Format the lines as a JSON list of strings, one string per line with blank lines omitted, starting at the line that contains "object=beige building wall" and ending at the last line of the records.

• Data provided
[BEGIN]
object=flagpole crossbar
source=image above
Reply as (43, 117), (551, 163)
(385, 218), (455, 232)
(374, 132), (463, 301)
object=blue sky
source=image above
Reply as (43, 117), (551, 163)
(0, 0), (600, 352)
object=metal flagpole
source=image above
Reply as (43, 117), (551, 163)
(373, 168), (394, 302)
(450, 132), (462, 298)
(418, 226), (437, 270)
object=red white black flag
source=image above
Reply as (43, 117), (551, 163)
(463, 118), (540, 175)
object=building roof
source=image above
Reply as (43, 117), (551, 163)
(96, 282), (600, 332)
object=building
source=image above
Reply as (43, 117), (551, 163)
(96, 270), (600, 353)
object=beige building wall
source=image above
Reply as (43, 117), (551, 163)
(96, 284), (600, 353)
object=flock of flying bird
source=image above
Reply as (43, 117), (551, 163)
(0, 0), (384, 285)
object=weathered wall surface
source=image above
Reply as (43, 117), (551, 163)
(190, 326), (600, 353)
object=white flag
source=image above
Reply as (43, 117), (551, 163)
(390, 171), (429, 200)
[END]
• Exercise output
[
  "object=beige building wall",
  "source=image above",
  "Reply as (43, 117), (551, 163)",
  "(96, 284), (600, 353)",
  "object=flock of flying bird",
  "source=image above",
  "Reply as (43, 117), (551, 163)",
  "(0, 0), (384, 285)",
  "object=weathered wall surface",
  "source=image above",
  "Reply as (43, 117), (551, 163)",
  "(190, 326), (600, 353)",
  "object=white flag",
  "source=image above",
  "Reply as (43, 117), (551, 163)",
  "(390, 171), (429, 200)"
]